* **What needs to be done**
Copy, word for word, the opening line of the data and each line after it until the line that contains "Data-labeling checklist — object class = snow-covered field.", which is included. Leave the pictures out.

* **Stored data**
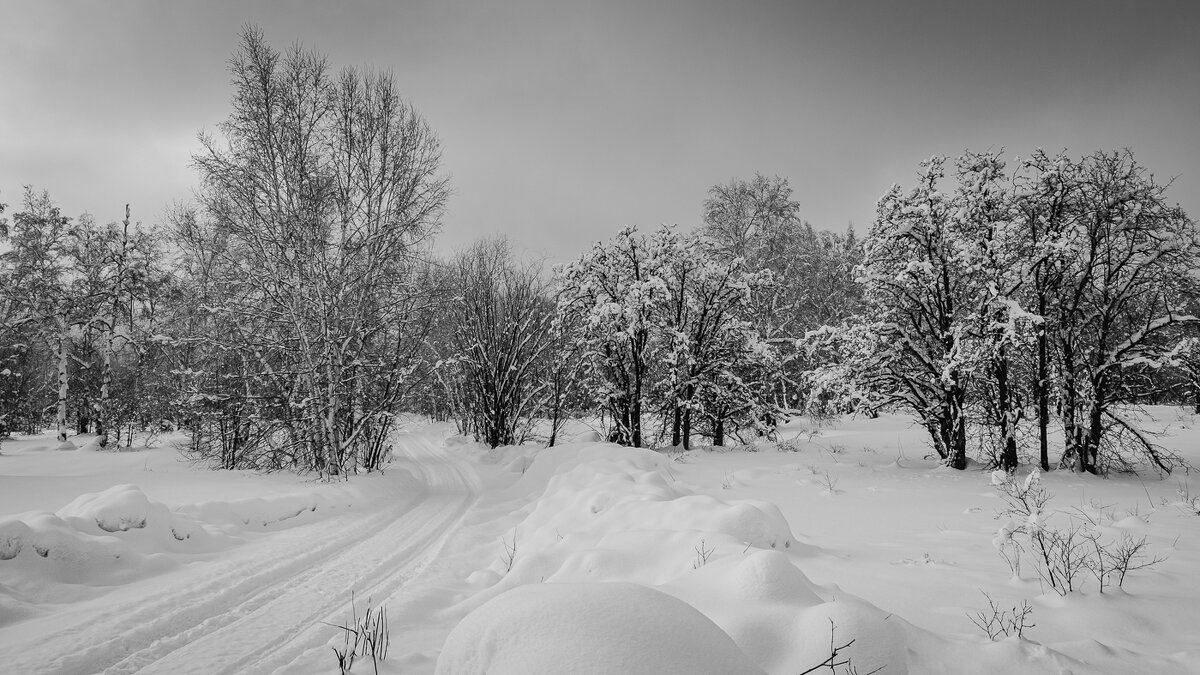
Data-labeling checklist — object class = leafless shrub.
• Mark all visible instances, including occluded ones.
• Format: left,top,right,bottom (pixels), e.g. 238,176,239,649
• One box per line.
797,619,884,675
993,470,1164,595
692,539,714,569
1176,482,1200,516
818,471,840,494
1085,531,1165,592
967,591,1034,640
501,532,518,573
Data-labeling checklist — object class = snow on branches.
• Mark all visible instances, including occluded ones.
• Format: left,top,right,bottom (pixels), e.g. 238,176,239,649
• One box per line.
806,149,1200,474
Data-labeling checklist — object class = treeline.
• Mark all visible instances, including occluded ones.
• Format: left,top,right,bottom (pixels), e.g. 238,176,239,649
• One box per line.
808,150,1200,475
3,29,1197,478
0,29,857,476
428,209,859,453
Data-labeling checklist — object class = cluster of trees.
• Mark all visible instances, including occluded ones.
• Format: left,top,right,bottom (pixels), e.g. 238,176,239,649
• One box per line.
2,29,447,476
5,29,1196,480
810,150,1200,475
0,191,164,448
427,179,861,453
0,29,856,475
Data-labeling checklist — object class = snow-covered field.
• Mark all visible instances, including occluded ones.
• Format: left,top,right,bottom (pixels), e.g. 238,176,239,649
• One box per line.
3,410,1200,674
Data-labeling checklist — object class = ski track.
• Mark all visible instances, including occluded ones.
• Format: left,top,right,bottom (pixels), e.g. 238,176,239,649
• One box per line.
0,430,477,675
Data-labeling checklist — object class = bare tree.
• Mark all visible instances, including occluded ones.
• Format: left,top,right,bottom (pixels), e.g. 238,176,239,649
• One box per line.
437,239,558,448
187,27,448,474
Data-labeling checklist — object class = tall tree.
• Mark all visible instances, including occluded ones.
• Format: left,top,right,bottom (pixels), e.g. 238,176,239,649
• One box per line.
5,189,78,442
852,158,974,468
1048,151,1199,474
701,174,861,414
187,27,447,474
556,226,673,448
658,231,771,448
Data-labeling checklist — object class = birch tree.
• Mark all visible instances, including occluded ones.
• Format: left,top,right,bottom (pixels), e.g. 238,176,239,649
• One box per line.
188,27,447,474
5,189,78,442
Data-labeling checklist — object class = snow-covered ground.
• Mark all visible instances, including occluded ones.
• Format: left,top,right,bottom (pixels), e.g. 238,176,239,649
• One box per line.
2,409,1199,673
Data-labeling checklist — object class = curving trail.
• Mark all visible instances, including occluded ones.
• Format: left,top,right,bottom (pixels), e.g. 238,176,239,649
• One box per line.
0,429,478,675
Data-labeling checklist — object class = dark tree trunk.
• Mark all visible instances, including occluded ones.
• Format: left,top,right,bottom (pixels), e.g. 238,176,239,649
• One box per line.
1036,297,1050,471
630,395,642,448
670,404,682,448
993,341,1018,472
681,407,692,450
945,380,968,470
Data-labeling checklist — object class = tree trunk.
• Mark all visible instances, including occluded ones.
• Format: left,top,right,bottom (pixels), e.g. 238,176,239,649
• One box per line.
98,325,113,448
670,403,682,448
945,380,968,470
629,357,644,448
713,416,725,448
56,330,69,443
681,406,692,450
1080,399,1103,475
1036,297,1050,471
1060,340,1080,470
993,342,1018,472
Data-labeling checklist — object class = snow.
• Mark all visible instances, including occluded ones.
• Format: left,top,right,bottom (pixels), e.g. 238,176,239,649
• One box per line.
435,582,765,675
3,410,1200,673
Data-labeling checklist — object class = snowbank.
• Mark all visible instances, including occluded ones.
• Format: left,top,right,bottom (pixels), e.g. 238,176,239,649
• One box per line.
0,484,224,589
463,443,801,606
435,581,765,675
439,441,917,674
0,478,368,595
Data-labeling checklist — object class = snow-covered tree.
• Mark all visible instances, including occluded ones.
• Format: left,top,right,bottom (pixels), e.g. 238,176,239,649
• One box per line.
811,149,1199,474
1044,151,1200,474
952,151,1037,471
848,158,976,468
557,225,776,449
556,226,672,447
657,232,772,448
701,174,861,414
184,27,448,474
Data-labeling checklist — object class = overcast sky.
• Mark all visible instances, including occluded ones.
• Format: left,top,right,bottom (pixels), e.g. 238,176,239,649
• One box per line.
2,0,1198,261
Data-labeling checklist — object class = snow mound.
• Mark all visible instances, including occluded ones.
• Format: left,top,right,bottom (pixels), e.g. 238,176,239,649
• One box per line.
0,480,365,591
59,484,186,535
435,581,765,675
663,551,906,674
0,485,225,587
468,443,801,604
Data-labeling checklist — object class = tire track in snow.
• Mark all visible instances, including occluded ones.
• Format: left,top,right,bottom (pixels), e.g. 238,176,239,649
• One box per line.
131,433,477,675
0,430,476,675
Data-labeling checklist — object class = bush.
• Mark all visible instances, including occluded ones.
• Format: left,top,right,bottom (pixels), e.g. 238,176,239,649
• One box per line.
991,469,1164,595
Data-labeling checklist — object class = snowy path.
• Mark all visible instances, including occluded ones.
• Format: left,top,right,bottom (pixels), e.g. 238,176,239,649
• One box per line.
0,430,478,675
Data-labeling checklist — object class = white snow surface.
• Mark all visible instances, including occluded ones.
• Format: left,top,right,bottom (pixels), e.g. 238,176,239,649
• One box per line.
435,581,765,675
2,409,1200,673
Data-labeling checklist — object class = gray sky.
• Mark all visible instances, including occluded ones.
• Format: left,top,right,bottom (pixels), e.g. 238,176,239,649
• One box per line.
3,0,1198,262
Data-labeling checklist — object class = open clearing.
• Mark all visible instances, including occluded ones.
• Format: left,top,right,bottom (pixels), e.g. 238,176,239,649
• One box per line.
3,410,1199,674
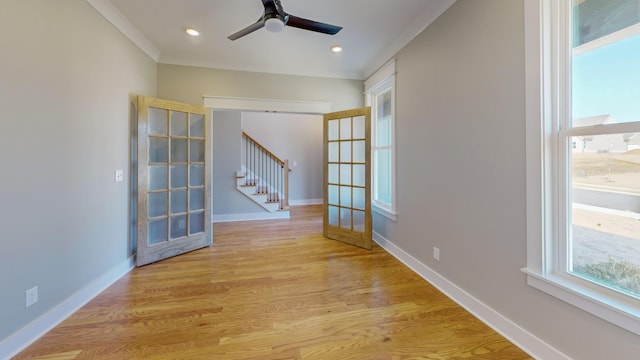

* **Expected answer**
Data-labeling checklist — object class = leafless shrub.
• Mark all visible instances, including occluded ones.
• Format: left,top,right,bottom (pixels), e.g. 238,176,239,649
• One box per line.
797,619,884,675
993,470,1164,595
692,539,714,569
1176,482,1200,516
818,471,840,494
1085,531,1165,592
967,591,1034,640
501,532,518,573
Data-labeling checklist — object class = snow on branches.
• Mark all visible instances, including occluded ones.
• Format: left,top,right,bottom (pixels), e.g. 238,176,239,649
• One box per line.
806,149,1200,474
Data-labeling checklist — object class = treeline.
• Mark all visible instances, including occluded ones.
• Format: left,top,right,bottom (pixels), e.g. 238,176,239,649
• One box per line.
808,150,1200,475
3,29,1197,478
0,29,857,476
428,209,859,453
Data-labeling checklist — object class = cluster of trees.
• Mark all visible instances, including occluded ones.
• Format: left,top,right,bottom (pixels), e.g. 238,176,239,649
• One box per line.
2,29,447,476
5,29,1196,480
810,150,1200,475
0,191,164,448
427,179,861,453
0,29,856,475
Data-labeling checklist — object class = snow-covered field.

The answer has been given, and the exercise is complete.